◆ **PROBLEM REQUIREMENTS**: Give every line of the listing below as a numbered list, omitting any blank lines.

Stored data entries:
★ ★ ★ ★ ★ ★ ★
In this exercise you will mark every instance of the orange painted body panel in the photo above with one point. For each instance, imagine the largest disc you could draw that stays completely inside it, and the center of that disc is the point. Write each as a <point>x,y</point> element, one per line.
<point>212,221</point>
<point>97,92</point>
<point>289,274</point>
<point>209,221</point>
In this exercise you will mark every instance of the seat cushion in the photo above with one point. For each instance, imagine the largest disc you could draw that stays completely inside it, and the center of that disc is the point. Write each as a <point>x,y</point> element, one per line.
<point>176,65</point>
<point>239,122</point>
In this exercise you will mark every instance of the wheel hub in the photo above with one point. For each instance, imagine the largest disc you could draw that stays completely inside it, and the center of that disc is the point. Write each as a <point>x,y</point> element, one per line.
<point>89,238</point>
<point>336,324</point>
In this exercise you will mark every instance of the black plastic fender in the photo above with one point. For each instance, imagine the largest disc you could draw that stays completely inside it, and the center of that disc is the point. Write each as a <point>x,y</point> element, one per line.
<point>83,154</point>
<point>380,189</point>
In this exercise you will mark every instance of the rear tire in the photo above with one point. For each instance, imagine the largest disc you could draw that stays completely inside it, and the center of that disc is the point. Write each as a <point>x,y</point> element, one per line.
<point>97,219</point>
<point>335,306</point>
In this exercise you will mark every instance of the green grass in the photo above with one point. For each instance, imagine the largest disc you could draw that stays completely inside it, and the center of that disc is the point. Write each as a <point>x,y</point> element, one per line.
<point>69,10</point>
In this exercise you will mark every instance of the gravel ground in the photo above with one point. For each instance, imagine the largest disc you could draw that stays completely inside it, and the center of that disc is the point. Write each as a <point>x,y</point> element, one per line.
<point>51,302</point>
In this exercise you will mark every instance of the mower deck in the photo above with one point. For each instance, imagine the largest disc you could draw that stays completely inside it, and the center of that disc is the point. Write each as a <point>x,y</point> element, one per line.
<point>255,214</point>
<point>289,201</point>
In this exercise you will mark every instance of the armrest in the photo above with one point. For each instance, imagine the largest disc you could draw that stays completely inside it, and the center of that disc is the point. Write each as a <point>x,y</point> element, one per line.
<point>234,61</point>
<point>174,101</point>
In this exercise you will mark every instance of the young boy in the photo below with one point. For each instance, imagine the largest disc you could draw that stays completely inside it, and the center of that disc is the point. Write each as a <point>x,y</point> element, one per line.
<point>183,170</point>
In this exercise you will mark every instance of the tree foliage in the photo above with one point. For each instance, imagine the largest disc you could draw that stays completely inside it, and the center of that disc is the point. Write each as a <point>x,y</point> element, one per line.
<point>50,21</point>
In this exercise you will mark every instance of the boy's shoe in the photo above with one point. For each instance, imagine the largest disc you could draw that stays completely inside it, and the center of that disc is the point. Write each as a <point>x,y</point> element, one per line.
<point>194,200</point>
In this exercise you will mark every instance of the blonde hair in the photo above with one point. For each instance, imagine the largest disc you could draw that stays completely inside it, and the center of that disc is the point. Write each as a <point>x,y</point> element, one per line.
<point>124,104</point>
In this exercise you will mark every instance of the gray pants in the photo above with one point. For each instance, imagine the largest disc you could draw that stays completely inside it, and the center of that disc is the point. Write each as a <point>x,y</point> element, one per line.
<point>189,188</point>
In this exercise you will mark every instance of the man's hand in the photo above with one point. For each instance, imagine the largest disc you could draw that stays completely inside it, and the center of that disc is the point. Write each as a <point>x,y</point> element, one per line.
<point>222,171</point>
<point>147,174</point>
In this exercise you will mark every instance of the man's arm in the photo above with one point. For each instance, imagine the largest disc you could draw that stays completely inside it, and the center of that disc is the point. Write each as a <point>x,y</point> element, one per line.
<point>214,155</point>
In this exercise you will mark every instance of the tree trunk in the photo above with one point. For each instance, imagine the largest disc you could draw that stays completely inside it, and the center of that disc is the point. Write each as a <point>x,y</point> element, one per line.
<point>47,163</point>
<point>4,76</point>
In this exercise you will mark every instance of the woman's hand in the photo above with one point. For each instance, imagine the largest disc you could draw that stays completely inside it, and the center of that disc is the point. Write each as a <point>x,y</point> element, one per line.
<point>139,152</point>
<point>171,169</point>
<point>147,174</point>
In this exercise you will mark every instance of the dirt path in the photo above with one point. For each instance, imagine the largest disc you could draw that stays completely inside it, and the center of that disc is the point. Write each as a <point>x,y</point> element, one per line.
★ ★ ★ ★ ★ ★ ★
◆ **SOLUTION TO THIS TASK**:
1. In this exercise you will mark every instance of the orange painted body panel in the photo above with one point. For each instance, imagine the largest disc you could draw that stays completely inside it, and the center of that disc is the point. Write each as a <point>x,y</point> element, one per line.
2. <point>212,221</point>
3. <point>97,92</point>
4. <point>289,274</point>
5. <point>209,221</point>
6. In this exercise you will mark every instance of the seat cushion in the photo above with one point. For each instance, imagine the largest disc you could draw that stays completely inside it, and the center of that disc is the point. Write each as a <point>x,y</point> element, one per line.
7. <point>176,65</point>
8. <point>239,122</point>
9. In this exercise you will mark every instance of the wheel hub in the photo above with one point. For each instance, imagine the largest disc you could draw that stays completely inside it, and the center of that disc is the point. Write each as a <point>x,y</point> element, one per line.
10. <point>89,238</point>
11. <point>336,324</point>
12. In this exercise you will mark every instance of the black plastic fender in the photo above with one point. For each instance, imagine the largest disc you could draw that stays completely inside it, and the center of that disc is the point. Write each as a <point>x,y</point> element, one per line.
13. <point>83,154</point>
14. <point>380,189</point>
15. In this exercise you will mark every instance of the rear tire in the photo above with one point. For each instance, imagine the largest disc you could draw that stays completely inside it, and the center of that disc is the point. Write each as a <point>x,y</point> element, one per line.
16. <point>97,219</point>
17. <point>335,306</point>
18. In this exercise you will mark every instance of the green grass in the photo above with one point. For each instance, imagine the largest disc you could draw that stays completely inside it, and the center of that disc is the point. Write each as a <point>x,y</point> element, one per line.
19. <point>69,10</point>
20. In this exercise you will mark every instance of the gravel ground in the photo above with one point. For each instance, imagine the largest disc you could draw that stays completely inside it, and the center of that disc is the point. Write each as a <point>x,y</point> element, one per line.
21. <point>51,302</point>
22. In this exercise you will mark every instance of the mower deck in the photo above with one point. For each instance, imagine the largest disc you could draw that stays completely inside it, and the center of that disc is the point. Write each as a <point>x,y</point> element, one per line.
23. <point>255,214</point>
24. <point>289,201</point>
25. In this exercise you will mark every instance of the armrest in the photo above with one point. For each instance, imagine the largest disc you could draw that stays completely inside it, and the center of that disc is the point. Write each as a <point>x,y</point> element, one per line.
26. <point>234,61</point>
27. <point>174,101</point>
28. In this exercise you will mark every instance of the young boy in the photo below with one point. For each instance, imagine the largest disc you could draw that stays completely inside it, and the center of that disc is the point. Write each as a <point>x,y</point> element, one per line.
29. <point>183,170</point>
30. In this exercise you will mark every instance of the tree foliage in the photo above with one point. For each instance, imagine the largest disc you could draw that stays completely inside it, and the center of that disc is the point. Write each as a <point>x,y</point> element, one per line.
31. <point>50,21</point>
32. In this exercise you will mark every instance of the boy's shoe in the photo above with one point. For each instance, imagine the largest disc you could draw that stays completely inside it, and the center of that disc is the point. Write each as a <point>x,y</point> element, one per line.
33. <point>194,200</point>
34. In this exercise you will mark every instance of the blonde hair in the photo above with one point. For each instance, imagine the largest disc you could draw that stays completely inside it, and the center of that disc is the point. Write each as a <point>x,y</point> element, one per line.
35. <point>124,104</point>
36. In this exercise you will mark every instance of the gray pants in the photo above with one point. For each instance, imagine the largest disc you could draw that stays completely inside it, and the center of that disc is the point. Write each as a <point>x,y</point> element, one per line.
37. <point>189,188</point>
38. In this exercise you will mark every instance of the man's hand in the photo above with one point. For each instance, imagine the largest disc you could draw that stays completely inside it, and the center of that disc is the point. Write each as a <point>x,y</point> element, one per line.
39. <point>222,171</point>
40. <point>147,174</point>
41. In this exercise you will mark every instance of the man's arm in the photo above with one point. For each instance, imagine the largest disc you could draw that stays completely inside it, and the center of that disc is the point. Write each as a <point>x,y</point> element, one per line.
42. <point>214,155</point>
43. In this exercise you will mark every instance of the tree trunk in the photo above with one point. For each instance, imagine the largest disc you could draw that stays completely inside it, and the center of that disc is the point. Write each as a <point>x,y</point> element, one per line.
44. <point>47,163</point>
45. <point>4,76</point>
46. In this exercise you will mark every instance of the woman's hand in the photo above with one point. For each instance, imagine the largest disc you could draw that stays completely inside it, and the center of that disc is the point. Write each as a <point>x,y</point> element, one per line.
47. <point>139,152</point>
48. <point>171,169</point>
49. <point>147,174</point>
50. In this exercise you will mark every instance of the dirt path in the photo above with one point. For each instance, imagine the largest disc you could draw that stays completely inside it, and the center of that disc is the point. Write each as a <point>x,y</point> element, one per line.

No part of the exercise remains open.